*** Opening SOURCE DATA ***

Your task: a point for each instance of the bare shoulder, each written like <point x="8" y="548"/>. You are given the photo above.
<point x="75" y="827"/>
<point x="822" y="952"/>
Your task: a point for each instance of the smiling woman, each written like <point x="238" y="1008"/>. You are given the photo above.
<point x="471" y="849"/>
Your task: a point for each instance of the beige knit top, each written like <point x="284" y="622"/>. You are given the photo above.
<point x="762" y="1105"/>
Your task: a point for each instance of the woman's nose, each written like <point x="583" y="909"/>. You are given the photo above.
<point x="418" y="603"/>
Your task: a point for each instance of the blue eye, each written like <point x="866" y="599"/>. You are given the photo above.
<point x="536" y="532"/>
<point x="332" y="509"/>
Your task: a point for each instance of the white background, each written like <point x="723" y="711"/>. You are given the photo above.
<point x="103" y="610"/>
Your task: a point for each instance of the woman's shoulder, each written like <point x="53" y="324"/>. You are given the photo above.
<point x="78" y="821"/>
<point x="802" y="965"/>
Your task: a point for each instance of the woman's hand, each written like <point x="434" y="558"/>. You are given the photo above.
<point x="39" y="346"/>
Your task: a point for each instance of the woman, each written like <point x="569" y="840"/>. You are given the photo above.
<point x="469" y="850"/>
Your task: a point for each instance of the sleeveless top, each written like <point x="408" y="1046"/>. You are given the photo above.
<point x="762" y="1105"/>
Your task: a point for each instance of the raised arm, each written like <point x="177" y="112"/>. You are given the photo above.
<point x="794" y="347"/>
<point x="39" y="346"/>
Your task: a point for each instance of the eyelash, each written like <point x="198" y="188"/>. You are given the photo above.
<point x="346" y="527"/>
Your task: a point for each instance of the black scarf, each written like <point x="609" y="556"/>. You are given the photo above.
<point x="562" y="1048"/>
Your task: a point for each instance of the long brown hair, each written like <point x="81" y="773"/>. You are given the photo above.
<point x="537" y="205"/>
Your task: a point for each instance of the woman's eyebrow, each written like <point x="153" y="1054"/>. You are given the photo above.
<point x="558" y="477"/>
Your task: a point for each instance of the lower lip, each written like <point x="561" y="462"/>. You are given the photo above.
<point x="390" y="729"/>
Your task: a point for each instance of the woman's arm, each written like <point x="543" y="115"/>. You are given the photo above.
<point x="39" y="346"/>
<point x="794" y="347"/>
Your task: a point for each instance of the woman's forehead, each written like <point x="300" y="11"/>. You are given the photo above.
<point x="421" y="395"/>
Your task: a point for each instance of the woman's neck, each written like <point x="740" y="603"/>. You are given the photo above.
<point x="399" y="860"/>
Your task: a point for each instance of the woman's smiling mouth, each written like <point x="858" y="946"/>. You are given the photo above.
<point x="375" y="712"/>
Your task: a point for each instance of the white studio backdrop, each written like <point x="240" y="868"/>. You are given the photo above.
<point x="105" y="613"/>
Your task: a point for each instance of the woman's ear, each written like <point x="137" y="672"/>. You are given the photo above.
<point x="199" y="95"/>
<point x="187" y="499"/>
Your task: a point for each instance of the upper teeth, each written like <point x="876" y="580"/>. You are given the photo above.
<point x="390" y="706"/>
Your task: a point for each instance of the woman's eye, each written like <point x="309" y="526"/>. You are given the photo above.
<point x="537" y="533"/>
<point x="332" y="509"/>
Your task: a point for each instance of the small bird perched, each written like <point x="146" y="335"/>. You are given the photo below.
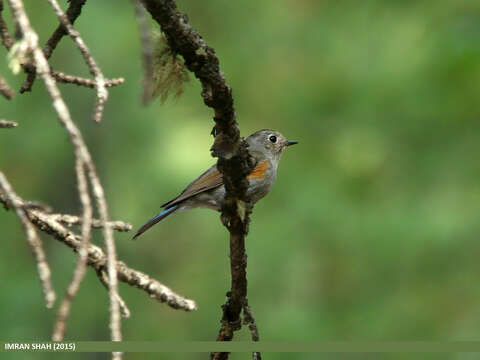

*** Closing SOURCE DATA ***

Return verbatim every line from the one holding "woman's arm, each" to the end of the records above. Do not copy the pictures.

Your task: a point for each instance of the woman's arm, each written like <point x="543" y="115"/>. You are given the photo above.
<point x="39" y="346"/>
<point x="794" y="347"/>
Your task: a point for each instance of the woman's forehead, each written like <point x="300" y="11"/>. You are given the photo above.
<point x="421" y="395"/>
Your task: a point for each instance of the woman's neck, each written like <point x="740" y="603"/>. You are given the photo above.
<point x="399" y="860"/>
Your task: a point for each instance of the woman's smiling mouth, each written like <point x="858" y="946"/>. You are given the photo above.
<point x="375" y="712"/>
Your task: a point for each instance of the white studio backdrop, each written like <point x="240" y="868"/>. You are given the photo above.
<point x="105" y="613"/>
Your task: a point for each instance of the woman's ear, each written like <point x="137" y="672"/>. You are given the photo above.
<point x="199" y="95"/>
<point x="187" y="499"/>
Your task: a point for each instance of the upper teeth, each written like <point x="876" y="580"/>. You are given the photo above.
<point x="390" y="706"/>
Your task: a point for each instance of the woman's eye, each written like <point x="309" y="526"/>. You are given the photo above.
<point x="537" y="533"/>
<point x="332" y="509"/>
Your task: a point for each instance of the small bird perched, each written like <point x="146" y="335"/>. You are given the photo below.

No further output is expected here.